* _WORK ITEM_:
How many lines of the data include the string "pink"? State that number alone.

++++ THE DATA

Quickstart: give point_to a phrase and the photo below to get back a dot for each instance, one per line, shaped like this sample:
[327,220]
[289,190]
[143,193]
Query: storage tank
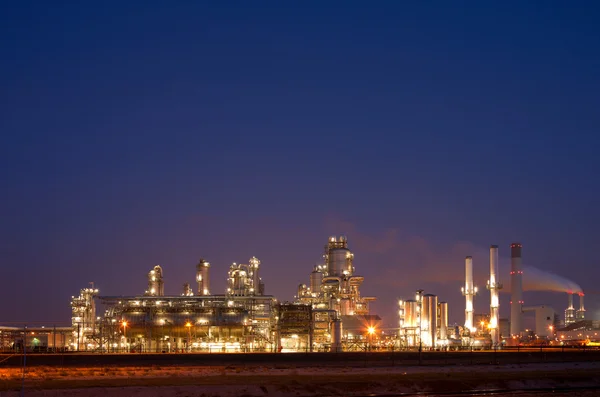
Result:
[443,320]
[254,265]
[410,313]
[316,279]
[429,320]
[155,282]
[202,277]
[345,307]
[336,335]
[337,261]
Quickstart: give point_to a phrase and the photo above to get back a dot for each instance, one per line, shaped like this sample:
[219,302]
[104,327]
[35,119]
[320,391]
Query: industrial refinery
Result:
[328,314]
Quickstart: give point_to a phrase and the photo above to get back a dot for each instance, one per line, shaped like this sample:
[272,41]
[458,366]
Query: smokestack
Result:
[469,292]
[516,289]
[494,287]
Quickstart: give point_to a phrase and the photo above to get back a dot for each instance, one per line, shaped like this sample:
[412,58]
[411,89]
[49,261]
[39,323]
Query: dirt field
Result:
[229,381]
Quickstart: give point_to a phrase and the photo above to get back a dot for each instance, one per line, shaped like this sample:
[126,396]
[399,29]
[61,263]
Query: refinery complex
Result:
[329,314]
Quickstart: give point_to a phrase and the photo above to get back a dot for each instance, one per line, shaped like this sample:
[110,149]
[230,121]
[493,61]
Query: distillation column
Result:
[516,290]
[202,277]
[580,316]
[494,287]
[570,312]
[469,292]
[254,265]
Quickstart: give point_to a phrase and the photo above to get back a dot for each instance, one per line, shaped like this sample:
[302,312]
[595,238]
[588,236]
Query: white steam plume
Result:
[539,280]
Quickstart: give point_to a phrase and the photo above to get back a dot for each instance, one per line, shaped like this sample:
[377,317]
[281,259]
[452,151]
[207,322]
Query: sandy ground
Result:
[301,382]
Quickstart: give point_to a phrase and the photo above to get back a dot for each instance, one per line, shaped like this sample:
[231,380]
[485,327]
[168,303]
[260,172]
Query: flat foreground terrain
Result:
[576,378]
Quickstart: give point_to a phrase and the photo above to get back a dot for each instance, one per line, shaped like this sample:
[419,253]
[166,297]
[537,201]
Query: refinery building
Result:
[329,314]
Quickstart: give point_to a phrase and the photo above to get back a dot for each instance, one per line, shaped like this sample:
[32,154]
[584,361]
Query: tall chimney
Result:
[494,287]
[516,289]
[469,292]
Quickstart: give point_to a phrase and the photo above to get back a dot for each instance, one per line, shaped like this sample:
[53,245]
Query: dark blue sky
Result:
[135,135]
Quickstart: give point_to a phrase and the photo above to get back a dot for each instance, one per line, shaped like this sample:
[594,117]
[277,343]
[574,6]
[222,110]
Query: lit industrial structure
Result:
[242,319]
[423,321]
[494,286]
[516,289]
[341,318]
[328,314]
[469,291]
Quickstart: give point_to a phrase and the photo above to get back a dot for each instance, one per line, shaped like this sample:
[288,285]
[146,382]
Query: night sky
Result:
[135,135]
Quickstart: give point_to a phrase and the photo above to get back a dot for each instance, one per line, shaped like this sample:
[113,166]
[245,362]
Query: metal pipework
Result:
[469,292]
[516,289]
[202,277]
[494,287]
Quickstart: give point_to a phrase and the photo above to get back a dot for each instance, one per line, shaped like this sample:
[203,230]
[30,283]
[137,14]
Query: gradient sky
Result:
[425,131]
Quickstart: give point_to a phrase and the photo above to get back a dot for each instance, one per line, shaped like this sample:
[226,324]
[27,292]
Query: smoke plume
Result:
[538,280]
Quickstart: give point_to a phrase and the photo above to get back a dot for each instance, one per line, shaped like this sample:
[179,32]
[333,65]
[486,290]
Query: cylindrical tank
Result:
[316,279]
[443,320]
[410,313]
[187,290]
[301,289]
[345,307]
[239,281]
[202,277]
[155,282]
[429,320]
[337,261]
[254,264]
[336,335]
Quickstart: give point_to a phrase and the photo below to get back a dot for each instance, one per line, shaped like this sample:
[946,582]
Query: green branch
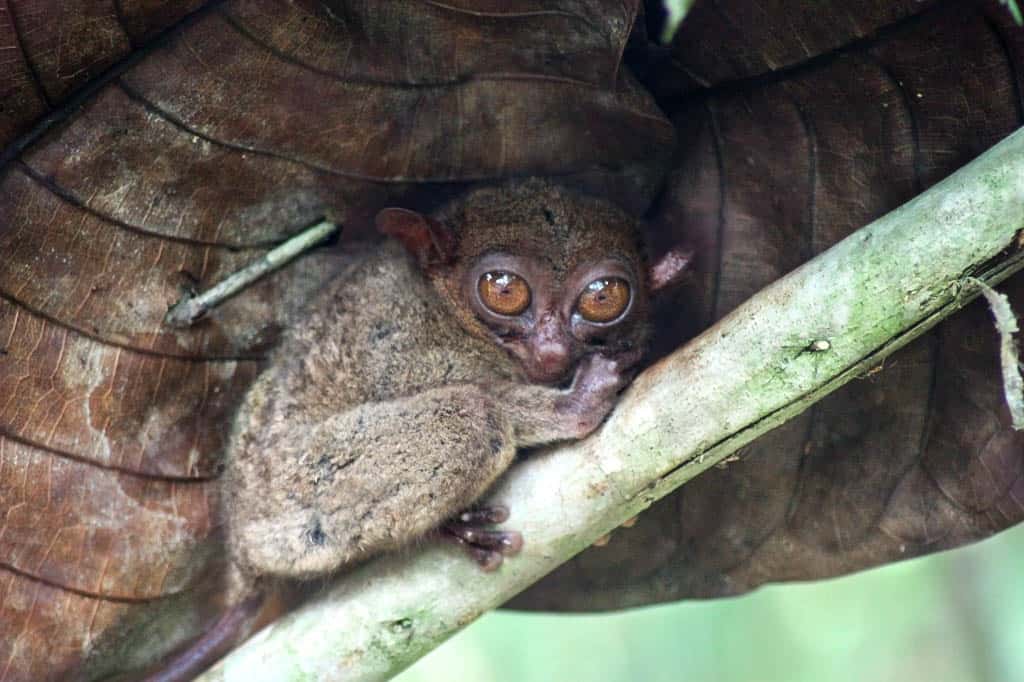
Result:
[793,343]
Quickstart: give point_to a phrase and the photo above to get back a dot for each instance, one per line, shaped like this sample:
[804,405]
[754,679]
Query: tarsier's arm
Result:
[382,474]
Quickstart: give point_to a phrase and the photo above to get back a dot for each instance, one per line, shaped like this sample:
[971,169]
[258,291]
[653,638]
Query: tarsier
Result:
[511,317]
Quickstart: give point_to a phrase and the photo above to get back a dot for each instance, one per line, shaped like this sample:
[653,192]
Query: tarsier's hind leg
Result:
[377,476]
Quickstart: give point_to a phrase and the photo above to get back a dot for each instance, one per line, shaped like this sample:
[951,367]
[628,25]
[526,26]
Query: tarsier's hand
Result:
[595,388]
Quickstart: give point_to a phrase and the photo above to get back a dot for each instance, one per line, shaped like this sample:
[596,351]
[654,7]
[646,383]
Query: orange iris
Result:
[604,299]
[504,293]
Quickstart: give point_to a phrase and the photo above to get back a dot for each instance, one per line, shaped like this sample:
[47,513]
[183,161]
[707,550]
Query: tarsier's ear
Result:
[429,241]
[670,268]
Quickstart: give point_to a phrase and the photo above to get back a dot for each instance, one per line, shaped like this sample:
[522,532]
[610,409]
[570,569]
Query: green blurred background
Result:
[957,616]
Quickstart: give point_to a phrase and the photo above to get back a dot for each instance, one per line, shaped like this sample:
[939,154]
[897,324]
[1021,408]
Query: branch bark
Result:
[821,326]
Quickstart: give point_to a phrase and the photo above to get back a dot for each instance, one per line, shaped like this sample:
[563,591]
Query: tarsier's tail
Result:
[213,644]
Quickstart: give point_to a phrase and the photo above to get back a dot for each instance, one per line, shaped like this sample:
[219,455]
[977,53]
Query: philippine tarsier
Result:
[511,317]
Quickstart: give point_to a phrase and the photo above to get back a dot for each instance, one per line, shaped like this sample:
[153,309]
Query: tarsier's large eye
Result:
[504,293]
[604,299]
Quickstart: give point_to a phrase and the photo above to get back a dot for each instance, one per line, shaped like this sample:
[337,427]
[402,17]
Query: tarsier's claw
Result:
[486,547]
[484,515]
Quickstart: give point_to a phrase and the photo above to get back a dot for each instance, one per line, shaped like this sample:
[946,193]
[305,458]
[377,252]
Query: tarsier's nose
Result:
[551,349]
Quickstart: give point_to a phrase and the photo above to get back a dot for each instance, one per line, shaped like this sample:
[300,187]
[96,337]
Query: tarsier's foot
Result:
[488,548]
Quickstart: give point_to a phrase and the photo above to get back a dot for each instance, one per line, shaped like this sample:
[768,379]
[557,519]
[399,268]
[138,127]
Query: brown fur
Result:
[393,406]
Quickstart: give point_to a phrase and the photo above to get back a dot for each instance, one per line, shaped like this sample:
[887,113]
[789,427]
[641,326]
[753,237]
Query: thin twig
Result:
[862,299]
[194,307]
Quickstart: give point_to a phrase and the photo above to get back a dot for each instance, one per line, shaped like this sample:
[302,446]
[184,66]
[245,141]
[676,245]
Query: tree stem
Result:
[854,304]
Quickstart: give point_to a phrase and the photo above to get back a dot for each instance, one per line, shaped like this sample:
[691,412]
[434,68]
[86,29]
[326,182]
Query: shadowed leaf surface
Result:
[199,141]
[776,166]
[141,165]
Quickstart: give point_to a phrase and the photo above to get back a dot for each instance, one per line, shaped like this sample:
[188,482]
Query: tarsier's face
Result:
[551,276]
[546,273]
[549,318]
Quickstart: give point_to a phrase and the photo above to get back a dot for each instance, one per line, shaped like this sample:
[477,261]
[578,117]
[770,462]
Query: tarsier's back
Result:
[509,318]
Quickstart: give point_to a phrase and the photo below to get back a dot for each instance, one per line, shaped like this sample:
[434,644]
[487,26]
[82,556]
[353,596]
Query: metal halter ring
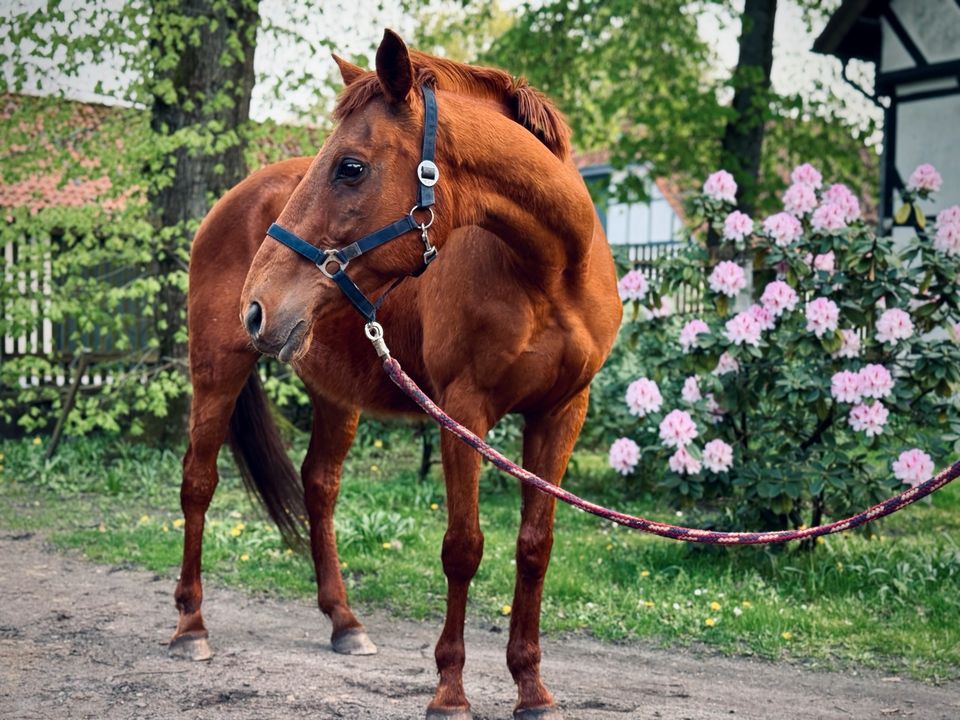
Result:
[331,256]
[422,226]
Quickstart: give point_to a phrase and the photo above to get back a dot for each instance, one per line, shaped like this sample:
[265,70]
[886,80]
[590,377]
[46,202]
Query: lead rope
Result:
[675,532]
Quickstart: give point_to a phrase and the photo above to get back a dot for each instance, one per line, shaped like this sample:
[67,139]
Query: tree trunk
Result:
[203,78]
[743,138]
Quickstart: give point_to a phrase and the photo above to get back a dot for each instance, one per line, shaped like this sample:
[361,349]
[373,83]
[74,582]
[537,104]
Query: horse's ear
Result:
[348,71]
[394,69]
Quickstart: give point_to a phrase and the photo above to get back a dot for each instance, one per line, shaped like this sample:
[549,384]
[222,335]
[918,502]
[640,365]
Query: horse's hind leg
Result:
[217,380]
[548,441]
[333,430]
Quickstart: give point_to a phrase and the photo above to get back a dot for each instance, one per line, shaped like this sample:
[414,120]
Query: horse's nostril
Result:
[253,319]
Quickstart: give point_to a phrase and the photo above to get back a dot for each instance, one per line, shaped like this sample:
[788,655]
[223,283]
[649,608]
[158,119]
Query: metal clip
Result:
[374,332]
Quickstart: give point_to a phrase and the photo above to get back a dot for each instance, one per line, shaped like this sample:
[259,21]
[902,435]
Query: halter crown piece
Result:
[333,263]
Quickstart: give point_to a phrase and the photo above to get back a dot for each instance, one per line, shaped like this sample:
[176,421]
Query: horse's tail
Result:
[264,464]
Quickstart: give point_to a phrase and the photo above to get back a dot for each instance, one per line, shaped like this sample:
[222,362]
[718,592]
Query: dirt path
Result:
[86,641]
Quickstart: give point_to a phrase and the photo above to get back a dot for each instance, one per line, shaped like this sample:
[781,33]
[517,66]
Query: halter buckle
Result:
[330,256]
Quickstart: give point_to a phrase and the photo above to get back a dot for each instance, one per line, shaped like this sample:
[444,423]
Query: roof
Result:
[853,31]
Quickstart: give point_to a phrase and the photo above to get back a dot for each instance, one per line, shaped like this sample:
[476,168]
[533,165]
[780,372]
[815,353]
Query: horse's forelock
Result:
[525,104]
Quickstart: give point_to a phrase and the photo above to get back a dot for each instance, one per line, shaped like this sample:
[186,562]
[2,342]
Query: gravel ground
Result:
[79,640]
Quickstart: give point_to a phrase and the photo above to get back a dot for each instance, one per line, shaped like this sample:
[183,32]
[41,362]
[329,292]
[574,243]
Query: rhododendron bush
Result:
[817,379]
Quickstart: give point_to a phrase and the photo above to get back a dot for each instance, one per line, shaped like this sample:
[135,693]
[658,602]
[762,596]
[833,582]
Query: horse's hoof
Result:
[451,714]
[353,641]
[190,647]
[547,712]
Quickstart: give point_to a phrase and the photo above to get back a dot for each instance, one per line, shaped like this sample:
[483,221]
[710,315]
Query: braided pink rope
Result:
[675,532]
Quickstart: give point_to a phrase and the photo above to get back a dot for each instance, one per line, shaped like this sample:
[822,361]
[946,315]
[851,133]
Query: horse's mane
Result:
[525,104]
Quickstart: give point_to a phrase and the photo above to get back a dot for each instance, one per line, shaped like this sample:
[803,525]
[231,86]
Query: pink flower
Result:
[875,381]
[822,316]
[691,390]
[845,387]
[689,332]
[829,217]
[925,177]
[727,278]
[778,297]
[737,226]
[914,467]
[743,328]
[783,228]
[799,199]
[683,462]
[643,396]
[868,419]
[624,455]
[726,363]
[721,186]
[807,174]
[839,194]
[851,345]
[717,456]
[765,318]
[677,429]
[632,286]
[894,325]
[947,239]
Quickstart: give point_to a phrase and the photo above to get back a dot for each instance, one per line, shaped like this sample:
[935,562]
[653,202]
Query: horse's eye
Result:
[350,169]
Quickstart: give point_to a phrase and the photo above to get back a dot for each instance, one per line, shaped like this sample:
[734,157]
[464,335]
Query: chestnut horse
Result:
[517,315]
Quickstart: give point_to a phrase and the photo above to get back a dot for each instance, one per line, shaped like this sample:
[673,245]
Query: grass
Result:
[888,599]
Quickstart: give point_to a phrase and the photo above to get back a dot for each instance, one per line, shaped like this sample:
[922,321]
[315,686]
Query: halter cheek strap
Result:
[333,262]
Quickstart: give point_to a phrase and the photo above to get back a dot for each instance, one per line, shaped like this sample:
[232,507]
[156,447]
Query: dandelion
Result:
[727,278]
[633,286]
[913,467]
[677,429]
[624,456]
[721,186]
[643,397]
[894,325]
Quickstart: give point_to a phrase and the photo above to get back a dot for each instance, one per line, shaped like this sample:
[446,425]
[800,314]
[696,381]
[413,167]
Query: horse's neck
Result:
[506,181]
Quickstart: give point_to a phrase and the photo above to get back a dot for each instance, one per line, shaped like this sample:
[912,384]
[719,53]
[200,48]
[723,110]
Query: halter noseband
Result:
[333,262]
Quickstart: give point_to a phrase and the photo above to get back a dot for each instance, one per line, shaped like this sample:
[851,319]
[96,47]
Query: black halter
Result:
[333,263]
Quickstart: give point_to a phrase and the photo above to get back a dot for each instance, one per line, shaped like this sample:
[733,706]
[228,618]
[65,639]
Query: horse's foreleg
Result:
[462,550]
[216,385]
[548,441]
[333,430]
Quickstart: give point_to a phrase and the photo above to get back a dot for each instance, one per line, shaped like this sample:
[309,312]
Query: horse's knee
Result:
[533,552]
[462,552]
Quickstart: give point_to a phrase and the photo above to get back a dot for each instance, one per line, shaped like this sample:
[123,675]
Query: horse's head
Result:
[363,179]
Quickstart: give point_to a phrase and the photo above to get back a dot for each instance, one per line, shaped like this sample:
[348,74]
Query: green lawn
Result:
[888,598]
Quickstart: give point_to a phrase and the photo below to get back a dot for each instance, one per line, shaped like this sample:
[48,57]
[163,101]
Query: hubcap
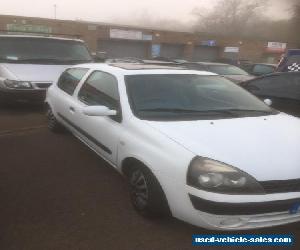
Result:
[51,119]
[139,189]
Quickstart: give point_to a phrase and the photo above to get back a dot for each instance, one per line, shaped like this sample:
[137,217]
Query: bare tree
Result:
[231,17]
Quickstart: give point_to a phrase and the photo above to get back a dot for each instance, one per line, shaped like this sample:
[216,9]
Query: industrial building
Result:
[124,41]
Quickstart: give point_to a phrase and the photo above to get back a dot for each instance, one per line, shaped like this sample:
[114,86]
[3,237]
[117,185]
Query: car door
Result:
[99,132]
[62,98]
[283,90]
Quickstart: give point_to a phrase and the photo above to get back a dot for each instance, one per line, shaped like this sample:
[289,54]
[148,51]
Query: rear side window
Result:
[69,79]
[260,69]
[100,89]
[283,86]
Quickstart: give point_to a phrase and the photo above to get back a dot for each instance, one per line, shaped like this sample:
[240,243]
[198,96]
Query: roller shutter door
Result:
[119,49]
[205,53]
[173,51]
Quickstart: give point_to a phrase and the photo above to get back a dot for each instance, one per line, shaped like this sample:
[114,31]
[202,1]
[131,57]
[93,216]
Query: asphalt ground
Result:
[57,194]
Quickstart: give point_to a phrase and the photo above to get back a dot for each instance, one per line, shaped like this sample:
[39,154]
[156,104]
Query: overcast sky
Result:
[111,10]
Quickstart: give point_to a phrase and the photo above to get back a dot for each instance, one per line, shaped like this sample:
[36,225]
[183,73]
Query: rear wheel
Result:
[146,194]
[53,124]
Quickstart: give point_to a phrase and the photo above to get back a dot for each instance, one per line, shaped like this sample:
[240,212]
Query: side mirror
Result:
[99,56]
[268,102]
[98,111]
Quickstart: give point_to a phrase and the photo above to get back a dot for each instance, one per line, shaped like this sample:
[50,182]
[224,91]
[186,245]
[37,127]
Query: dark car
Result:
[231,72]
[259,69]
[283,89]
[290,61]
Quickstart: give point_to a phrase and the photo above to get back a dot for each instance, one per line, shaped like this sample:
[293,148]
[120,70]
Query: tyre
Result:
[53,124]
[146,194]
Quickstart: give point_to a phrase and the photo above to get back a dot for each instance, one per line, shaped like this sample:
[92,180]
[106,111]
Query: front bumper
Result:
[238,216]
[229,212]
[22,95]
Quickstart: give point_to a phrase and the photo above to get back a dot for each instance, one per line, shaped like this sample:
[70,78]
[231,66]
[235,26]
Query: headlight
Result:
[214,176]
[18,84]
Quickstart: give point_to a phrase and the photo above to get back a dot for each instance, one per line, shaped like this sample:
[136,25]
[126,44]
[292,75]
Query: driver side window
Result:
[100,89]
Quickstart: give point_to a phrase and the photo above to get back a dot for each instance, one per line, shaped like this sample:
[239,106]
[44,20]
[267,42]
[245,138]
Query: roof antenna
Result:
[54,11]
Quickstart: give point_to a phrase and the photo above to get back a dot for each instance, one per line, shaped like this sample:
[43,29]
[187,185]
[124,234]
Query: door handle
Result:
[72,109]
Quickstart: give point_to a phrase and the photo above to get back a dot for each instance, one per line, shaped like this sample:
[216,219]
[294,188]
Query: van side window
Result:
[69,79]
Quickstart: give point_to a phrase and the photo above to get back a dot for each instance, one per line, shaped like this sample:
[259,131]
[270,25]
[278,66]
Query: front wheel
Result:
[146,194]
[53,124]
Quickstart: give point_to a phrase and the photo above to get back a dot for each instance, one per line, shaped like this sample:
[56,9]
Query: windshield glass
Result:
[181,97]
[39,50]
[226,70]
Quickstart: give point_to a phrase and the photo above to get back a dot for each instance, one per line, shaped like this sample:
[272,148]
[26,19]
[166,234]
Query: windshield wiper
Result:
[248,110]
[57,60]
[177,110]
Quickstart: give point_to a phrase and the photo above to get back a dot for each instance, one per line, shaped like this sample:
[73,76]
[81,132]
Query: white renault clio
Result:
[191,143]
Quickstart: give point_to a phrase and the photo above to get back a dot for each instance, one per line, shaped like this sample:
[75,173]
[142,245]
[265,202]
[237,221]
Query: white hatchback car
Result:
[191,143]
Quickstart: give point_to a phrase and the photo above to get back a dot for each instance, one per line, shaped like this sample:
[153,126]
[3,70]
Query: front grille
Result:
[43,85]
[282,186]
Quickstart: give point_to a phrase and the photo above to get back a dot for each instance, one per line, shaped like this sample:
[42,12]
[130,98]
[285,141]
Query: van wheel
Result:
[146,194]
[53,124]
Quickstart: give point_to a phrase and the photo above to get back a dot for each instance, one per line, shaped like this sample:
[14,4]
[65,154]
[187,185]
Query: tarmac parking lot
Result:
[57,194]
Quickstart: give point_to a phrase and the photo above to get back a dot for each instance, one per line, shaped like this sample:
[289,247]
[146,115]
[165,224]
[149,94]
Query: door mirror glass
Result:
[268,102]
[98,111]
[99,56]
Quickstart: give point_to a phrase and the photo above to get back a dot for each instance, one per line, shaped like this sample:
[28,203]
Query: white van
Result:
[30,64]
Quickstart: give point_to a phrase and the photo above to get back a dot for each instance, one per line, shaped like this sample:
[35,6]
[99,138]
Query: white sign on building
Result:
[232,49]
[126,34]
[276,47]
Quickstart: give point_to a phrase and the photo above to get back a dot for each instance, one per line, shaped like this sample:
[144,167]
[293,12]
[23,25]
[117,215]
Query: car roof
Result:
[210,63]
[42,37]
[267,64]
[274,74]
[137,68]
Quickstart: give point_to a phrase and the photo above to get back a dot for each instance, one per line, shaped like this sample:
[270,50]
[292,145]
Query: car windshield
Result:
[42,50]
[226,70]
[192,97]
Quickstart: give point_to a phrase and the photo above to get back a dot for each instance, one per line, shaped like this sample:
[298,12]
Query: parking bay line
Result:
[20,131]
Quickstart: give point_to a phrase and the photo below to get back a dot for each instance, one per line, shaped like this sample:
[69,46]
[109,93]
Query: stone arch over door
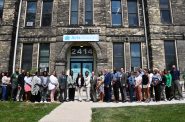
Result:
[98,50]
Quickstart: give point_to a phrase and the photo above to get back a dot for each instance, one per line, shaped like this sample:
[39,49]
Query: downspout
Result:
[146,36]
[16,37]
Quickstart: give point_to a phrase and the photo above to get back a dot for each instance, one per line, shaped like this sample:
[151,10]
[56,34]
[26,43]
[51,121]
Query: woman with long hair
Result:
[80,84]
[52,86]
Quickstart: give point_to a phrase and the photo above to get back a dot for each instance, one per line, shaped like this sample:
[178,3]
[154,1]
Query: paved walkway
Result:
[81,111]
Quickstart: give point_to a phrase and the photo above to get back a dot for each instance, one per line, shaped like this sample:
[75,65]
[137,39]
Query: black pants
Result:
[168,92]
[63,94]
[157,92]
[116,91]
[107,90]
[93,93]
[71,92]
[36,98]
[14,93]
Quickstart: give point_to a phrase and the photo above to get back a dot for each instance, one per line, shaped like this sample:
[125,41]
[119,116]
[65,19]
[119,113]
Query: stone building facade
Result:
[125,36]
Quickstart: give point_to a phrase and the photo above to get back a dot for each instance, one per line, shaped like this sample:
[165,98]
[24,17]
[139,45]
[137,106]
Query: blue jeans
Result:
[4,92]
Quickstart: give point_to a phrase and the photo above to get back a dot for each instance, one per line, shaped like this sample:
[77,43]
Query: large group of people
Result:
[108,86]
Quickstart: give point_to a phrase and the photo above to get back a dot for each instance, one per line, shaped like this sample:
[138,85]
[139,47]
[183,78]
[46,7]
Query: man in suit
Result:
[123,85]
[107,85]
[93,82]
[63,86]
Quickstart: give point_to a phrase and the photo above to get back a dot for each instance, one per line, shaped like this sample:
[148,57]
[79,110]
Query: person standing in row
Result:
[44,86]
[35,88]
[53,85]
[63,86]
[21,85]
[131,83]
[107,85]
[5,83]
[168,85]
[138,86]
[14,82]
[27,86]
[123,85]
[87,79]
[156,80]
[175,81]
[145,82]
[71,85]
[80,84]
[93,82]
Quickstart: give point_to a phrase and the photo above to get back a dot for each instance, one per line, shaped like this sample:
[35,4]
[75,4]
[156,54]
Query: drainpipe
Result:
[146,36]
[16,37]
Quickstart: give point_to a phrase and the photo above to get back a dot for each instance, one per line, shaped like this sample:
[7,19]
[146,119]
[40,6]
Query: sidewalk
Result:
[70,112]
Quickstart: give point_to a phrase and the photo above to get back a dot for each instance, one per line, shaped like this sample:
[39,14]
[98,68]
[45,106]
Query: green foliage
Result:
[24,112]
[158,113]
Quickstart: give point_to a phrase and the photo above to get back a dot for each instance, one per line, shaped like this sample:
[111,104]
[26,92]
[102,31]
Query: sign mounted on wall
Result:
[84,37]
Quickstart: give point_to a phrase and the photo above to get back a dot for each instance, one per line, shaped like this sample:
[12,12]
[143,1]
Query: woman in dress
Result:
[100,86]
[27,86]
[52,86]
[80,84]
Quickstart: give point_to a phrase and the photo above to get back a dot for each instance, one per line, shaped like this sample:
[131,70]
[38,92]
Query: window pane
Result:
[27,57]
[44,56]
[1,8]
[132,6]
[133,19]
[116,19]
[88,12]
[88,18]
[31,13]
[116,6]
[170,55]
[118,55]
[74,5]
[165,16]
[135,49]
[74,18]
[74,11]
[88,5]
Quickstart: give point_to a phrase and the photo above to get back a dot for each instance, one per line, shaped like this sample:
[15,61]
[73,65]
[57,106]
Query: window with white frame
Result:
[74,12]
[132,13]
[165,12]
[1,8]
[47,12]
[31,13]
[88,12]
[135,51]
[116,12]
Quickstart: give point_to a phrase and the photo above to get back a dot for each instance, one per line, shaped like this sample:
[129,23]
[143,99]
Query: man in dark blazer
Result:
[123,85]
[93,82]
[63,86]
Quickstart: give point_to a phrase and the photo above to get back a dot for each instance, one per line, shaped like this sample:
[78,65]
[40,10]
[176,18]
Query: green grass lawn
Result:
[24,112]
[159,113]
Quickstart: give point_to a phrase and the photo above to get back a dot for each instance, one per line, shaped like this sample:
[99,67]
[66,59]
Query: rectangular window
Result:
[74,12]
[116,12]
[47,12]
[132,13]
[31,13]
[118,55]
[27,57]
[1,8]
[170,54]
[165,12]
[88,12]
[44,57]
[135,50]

++++++++

* _RESPONSE FOR THIS EXERCISE_:
2